> SOURCE RECORDS:

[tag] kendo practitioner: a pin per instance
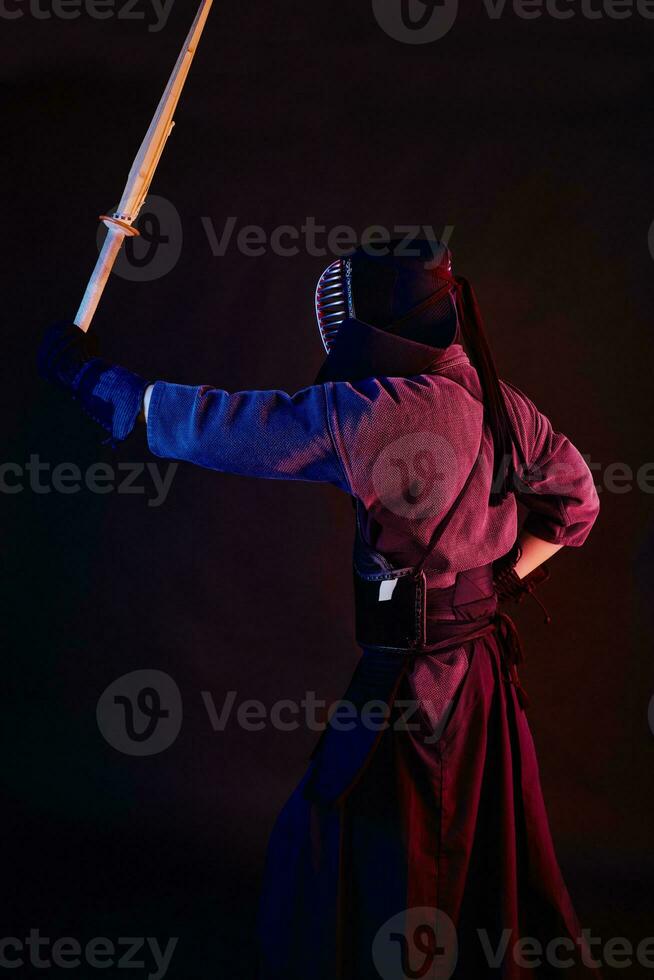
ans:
(440, 812)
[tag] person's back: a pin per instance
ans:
(426, 822)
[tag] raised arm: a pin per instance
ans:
(267, 434)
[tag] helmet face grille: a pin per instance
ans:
(333, 301)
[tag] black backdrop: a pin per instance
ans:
(532, 139)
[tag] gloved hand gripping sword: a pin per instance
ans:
(111, 395)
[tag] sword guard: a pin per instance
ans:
(125, 226)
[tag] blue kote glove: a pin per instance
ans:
(112, 396)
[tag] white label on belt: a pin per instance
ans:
(386, 589)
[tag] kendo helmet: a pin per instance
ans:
(406, 288)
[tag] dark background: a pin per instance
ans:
(533, 138)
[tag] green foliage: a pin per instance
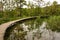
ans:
(54, 23)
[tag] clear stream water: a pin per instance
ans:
(40, 33)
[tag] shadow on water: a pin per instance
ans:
(30, 30)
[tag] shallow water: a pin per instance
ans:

> STATED PROBLEM:
Print all of the entries above word for word, leaving out the pictures.

> ANSWER IN FULL:
[tag] kendo practitioner: a pin per instance
ans:
(440, 812)
[tag] person's back: a pin per instance
ans:
(426, 822)
[tag] raised arm: a pin per instance
ans:
(267, 434)
[tag] helmet face grille: a pin per instance
ans:
(333, 301)
[tag] black backdrop: a pin per instance
ans:
(532, 139)
[tag] gloved hand gripping sword: a pin per instance
ans:
(111, 395)
[tag] sword guard: a pin per instance
ans:
(125, 226)
[tag] blue kote glove: a pin per instance
ans:
(112, 396)
[tag] white label on belt: a pin per instance
ans:
(386, 589)
[tag] kendo helmet: a pin per instance
ans:
(406, 288)
[tag] dark background: a pin per instance
ans:
(533, 138)
[tag] green foliage: a pin per instance
ans:
(54, 23)
[tag] clear stream water: a pin per instance
ans:
(40, 33)
[tag] shadow on water: a pin per instance
ans:
(30, 30)
[tag] shallow water: a pin per instance
ans:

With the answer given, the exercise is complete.